--- Reading passage ---
Abstract
DNA rearrangements underlie cytogenetic aberrations in homologous recombination (HR)–deficient tumors.
Major Finding: DNA rearrangements underlie cytogenetic aberrations in homologous recombination (HR)–deficient tumors.
Concept: BRCA1/2-deficient genomes are enriched for structural variants that arise from backup repair pathways.
Impact: These patterns have the potential to distinguish subtypes of HR deficiency and inform drug sensitivity.

--- Records provided ---
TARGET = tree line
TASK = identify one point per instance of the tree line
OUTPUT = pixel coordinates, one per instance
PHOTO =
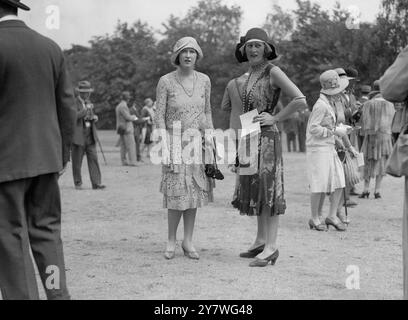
(309, 40)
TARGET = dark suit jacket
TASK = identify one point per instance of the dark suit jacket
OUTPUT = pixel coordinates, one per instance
(79, 134)
(37, 106)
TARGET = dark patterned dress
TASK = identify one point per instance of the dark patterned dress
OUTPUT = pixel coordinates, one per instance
(265, 189)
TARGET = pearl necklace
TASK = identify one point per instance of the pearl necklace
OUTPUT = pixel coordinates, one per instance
(185, 90)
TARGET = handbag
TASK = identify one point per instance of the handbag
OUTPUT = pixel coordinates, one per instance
(121, 129)
(397, 164)
(351, 169)
(211, 170)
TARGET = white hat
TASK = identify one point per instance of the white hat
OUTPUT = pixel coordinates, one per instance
(332, 83)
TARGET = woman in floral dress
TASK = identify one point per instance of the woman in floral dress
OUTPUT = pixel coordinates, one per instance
(262, 194)
(183, 102)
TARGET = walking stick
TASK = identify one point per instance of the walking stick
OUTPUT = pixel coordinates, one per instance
(103, 155)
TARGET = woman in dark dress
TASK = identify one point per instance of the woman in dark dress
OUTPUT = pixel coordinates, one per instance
(262, 194)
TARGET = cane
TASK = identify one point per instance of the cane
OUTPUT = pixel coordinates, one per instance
(103, 155)
(344, 189)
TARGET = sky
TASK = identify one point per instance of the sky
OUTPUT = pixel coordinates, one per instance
(80, 20)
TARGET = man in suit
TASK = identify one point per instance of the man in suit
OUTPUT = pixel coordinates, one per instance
(85, 139)
(394, 88)
(37, 119)
(124, 127)
(138, 126)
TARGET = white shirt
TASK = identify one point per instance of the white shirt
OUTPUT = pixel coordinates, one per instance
(9, 17)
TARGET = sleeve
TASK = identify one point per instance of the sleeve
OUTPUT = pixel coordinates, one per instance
(316, 118)
(207, 111)
(161, 104)
(66, 110)
(81, 111)
(394, 82)
(226, 100)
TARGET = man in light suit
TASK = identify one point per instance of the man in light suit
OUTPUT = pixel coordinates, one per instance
(37, 119)
(124, 127)
(85, 139)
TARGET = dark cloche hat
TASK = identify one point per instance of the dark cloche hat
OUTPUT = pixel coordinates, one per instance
(16, 4)
(254, 34)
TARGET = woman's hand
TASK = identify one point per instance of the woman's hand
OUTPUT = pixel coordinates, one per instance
(265, 119)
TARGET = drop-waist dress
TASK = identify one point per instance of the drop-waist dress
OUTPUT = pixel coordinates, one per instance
(184, 185)
(263, 190)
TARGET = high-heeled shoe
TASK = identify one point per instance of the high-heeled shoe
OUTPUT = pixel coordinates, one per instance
(319, 227)
(191, 254)
(338, 226)
(252, 253)
(365, 194)
(264, 262)
(345, 220)
(169, 254)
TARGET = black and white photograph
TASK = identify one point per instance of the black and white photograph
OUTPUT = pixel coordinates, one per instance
(227, 151)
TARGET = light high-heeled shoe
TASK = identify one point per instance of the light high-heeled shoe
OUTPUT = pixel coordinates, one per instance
(170, 254)
(191, 254)
(319, 227)
(264, 262)
(338, 226)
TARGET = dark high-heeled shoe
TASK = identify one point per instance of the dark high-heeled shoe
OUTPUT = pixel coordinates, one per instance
(345, 220)
(264, 262)
(252, 253)
(364, 195)
(319, 227)
(338, 226)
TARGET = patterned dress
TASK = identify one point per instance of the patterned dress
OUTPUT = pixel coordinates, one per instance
(377, 146)
(264, 189)
(184, 186)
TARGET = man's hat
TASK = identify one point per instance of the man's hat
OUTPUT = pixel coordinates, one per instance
(84, 86)
(255, 34)
(16, 4)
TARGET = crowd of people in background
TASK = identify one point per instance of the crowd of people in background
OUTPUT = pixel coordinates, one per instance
(334, 133)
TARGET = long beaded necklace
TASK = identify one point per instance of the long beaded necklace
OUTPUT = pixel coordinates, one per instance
(185, 90)
(248, 96)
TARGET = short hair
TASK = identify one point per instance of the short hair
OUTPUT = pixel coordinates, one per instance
(6, 9)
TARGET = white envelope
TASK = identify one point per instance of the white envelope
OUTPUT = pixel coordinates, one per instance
(248, 126)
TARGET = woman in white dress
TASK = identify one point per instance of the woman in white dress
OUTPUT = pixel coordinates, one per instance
(325, 171)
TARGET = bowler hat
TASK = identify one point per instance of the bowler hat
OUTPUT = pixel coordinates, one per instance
(16, 4)
(332, 83)
(84, 86)
(255, 34)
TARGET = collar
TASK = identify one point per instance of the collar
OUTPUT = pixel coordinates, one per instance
(9, 17)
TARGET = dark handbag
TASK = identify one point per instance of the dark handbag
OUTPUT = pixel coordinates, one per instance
(397, 164)
(211, 170)
(121, 129)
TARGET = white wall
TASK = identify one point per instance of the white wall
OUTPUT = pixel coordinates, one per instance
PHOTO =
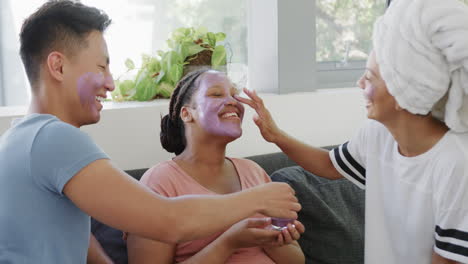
(129, 132)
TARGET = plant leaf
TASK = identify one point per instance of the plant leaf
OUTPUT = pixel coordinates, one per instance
(192, 49)
(176, 72)
(220, 36)
(165, 89)
(218, 58)
(211, 39)
(129, 64)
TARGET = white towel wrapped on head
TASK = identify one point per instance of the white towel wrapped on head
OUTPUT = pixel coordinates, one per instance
(421, 48)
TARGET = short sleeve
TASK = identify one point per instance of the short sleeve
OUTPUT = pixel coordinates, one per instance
(349, 158)
(60, 151)
(451, 220)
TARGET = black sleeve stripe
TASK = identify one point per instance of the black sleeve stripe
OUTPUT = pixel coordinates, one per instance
(449, 247)
(345, 168)
(452, 233)
(353, 162)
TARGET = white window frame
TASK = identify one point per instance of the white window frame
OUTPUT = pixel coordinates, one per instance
(282, 47)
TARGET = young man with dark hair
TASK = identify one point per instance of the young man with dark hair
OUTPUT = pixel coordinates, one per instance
(53, 176)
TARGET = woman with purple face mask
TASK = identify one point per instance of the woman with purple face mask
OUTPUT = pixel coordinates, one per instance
(203, 118)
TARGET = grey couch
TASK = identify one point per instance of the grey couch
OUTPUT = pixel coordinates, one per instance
(333, 214)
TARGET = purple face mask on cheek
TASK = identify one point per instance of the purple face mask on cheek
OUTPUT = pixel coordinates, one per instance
(209, 109)
(88, 85)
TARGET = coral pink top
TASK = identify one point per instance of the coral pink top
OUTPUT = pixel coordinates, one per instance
(170, 180)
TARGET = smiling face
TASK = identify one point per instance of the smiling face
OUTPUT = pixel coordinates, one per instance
(89, 79)
(380, 104)
(216, 110)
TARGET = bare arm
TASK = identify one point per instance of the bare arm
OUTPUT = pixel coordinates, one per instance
(142, 251)
(96, 254)
(111, 196)
(247, 233)
(315, 160)
(437, 259)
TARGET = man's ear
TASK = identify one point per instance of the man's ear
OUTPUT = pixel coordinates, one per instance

--- Study questions ---
**A.** Answer these questions from the abstract, one per line, marked (i), (ii), (iii) like the questions.
(i) Which genomes are enriched for structural variants?
(ii) What do those structural variants arise from?
(iii) Besides distinguishing subtypes of HR deficiency, what could these patterns inform?
**B.** Rewrite the paragraph of the abstract that begins "Concept: BRCA1/2-deficient genomes" as one shorter sentence that keeps its main facts.

--- Responses by task ---
**A.**
(i) BRCA1/2-deficient genomes
(ii) Backup repair pathways
(iii) Drug sensitivity

**B.** BRCA1/2-deficient genomes carry extra structural variants from backup repair pathways.